- [Source excerpt]:
#####

Bug 910445

Summary: Storage Live Migration of thick disk results in corrupted disk
Product: Red Hat Enterprise Virtualization Manager Reporter: jon.benedict
Component: vdsmAssignee: Federico Simoncelli <fsimonce>
Status: CLOSED ERRATA QA Contact: Dafna Ron <dron>
Severity: high Docs Contact:
Priority: high    
Version: 3.1.0CC: abaron, amureini, bazulay, derez, hateya, iheim, italkohe, jrankin, lpeer, scohen, sgrinber, ykaul, zdover
Target Milestone: ---Keywords: ZStream
Target Release: 3.2.0Flags: scohen: Triaged+
Hardware: x86_64   
OS: Linux   
Whiteboard: storage
Fixed In Version: vdsm-4.10.2-14.0.el6ev Doc Type: Bug Fix
Doc Text:
Previously, live migrating a preallocated file (e.g. NFS) virtual disk to a different storage domain failed because of a problem in the preparation of the volumes at the destination. Now, it is possible to regularly live migrate preallocated file virtual disks to a other storage domains.
Story Points: ---
Clone Of:
: 949683 (view as bug list) Environment:
Last Closed: 2013-06-10 20:40:21 UTC Type: Bug
Regression: --- Mount Type: ---
Documentation: --- CRM:
Verified Versions: Category: ---
oVirt Team: Storage RHEL 7.3 requirements from Atomic Host:
Cloudforms Team: --- Target Upstream Version:
Embargoed:
Bug Depends On:    
Bug Blocks: 949683    
Attachments:
Description Flags
engine.log from RHEV-M server
none
logs from rhev-h node
none
logs for rhevh04
none
newer rhevm logs
none
engine log for failed Live Storage Migration w/ thick-h
none
vdsm log for failed Live Storage Migration w/thick-h
none
output of `qemu-img info` on src & dst, vdsm log, engine log, messages log
none
logs from thick-h
none
"qemu-img info" output from source and destination storage domains
none
vdsm log for latest failed storage live migration
none
engine log from latest failed storage live migration
none
vdsm, engine, and qemu-img logs/txt files
none
vdsm and engine logs from successfull run of storage live migration w/ Federico's patches. none

Description jon.benedict 2013-02-12 16:42:26 UTC
Created attachment 696579 [details]
engine.log from RHEV-M server

Description of problem:
Storage live migration of a thick boot disk results in 2 issues: the vm is paused due to "unknown storage error" and the disk itself is corrupted.

#####

- [Material shown]:
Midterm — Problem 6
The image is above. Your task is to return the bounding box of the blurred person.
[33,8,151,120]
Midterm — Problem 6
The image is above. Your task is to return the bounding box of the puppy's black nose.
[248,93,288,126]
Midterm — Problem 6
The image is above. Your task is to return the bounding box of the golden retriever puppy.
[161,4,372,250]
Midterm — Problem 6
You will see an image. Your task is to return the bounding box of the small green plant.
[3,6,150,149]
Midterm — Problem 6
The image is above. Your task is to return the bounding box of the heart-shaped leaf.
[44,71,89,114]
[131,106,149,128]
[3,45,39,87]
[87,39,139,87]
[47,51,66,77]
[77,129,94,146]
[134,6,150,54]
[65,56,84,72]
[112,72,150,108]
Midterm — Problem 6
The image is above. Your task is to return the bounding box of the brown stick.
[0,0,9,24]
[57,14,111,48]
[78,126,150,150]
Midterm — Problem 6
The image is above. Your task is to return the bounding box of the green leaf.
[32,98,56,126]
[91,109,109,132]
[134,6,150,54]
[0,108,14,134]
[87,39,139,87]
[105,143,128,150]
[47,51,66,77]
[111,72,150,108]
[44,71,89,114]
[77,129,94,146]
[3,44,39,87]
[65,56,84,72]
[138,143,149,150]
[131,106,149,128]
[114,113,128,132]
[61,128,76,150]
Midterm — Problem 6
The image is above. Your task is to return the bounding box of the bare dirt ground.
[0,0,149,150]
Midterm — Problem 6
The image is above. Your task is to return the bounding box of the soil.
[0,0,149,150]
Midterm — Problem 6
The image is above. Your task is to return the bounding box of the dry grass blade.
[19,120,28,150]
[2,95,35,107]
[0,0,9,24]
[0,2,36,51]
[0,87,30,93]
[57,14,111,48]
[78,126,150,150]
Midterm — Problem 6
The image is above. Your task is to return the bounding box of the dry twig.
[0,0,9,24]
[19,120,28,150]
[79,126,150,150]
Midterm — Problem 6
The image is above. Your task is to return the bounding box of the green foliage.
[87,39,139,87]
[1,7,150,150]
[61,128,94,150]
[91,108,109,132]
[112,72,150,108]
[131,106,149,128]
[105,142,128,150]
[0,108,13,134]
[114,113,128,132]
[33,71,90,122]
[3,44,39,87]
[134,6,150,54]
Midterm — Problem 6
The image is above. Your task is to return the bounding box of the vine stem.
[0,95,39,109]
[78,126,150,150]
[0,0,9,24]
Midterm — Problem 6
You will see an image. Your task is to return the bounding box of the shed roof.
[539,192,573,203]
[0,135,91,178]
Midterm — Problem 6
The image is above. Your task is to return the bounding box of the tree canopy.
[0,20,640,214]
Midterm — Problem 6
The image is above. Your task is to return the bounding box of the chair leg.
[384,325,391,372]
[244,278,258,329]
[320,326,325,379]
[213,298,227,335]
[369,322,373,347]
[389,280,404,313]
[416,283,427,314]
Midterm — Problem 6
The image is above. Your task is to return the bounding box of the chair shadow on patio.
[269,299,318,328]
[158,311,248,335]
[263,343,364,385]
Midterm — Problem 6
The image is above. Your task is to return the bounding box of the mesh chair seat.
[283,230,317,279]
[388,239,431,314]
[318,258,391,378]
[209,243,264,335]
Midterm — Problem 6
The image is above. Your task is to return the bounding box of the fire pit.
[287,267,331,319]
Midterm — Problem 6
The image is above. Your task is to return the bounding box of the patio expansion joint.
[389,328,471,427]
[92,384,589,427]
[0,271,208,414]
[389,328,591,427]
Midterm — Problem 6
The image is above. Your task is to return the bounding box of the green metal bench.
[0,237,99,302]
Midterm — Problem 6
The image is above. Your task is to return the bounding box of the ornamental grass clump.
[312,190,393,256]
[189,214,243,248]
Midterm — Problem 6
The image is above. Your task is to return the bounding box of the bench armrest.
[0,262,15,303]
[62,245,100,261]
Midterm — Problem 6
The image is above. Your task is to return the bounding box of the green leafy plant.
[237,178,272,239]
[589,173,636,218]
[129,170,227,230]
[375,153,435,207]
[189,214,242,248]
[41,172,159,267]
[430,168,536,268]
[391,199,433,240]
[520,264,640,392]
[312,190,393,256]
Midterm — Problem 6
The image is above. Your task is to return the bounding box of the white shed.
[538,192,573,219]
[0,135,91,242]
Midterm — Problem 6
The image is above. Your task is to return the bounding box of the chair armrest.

#####

- [Exercise brief]: Carry on the bug report about live migration of a thick disk corrupting it, picking up after its last sentence.

- [Reply]:
Version-Release number of selected component (if applicable):
RHEV 3.1, RHEL 6.3 guest, NetApp Clustered ONTAP 8.1.2, RHEV-H as shipped w/ RHEV 3.1

How reproducible:
reproducible for thick disk, unable to reproduce on thin disk

Steps to Reproduce:
1. Create RHEL 6.3 guest with thickly provisioned disk
2. Allow new VM to reboot post-install
3. Initiate live migration of storage
  
Actual results:
Virtual machine is paused. VM will is not able to resume and requires a non-graceful shutdown. When the VM is restarted, the following message appears in the Spice console: "Booting from Hard, Disk Geom Error_"

Reverting to snapshot results in a functional VM

Expected results:
Storage live migration of thick should result in functioning VM that does not pause and does not require a restore from snapshot

Additional info:

Comment 2 jon.benedict 2013-02-13 12:55:24 UTC
Created attachment 696794 [details]
logs from rhev-h node

Comment 3 Federico Simoncelli 2013-02-15 10:45:09 UTC
(In reply to comment #2)
> Created attachment 696794 [details]
> logs from rhev-h node

I couldn't correlate the engine logs to the vdsm/libvirt ones. Can you double check that you provided all the relevant logs? Are the engine/rhevh machine time synchronized? (that should make it easier for you to find them)

The vdsm logs should contain calls for:

vmSnapshot
cloneImageStructure
vmDiskReplicateStart
syncImageData

The libvirt log should contain calls for:

__com.redhat_drive-mirror

Comment 4 jon.benedict 2013-02-15 15:25:15 UTC
Created attachment 697861 [details]
logs for rhevh04

Comment 5 jon.benedict 2013-02-15 15:26:12 UTC
Created attachment 697863 [details]
newer rhevm logs

Comment 6 jon.benedict 2013-02-15 15:28:10 UTC
Federico - I reproduced the issue again this morning for the sole purpose of getting you more complete logs. I've verified that the VM (live_mig_03) was running on thin hypervisor rhevh04.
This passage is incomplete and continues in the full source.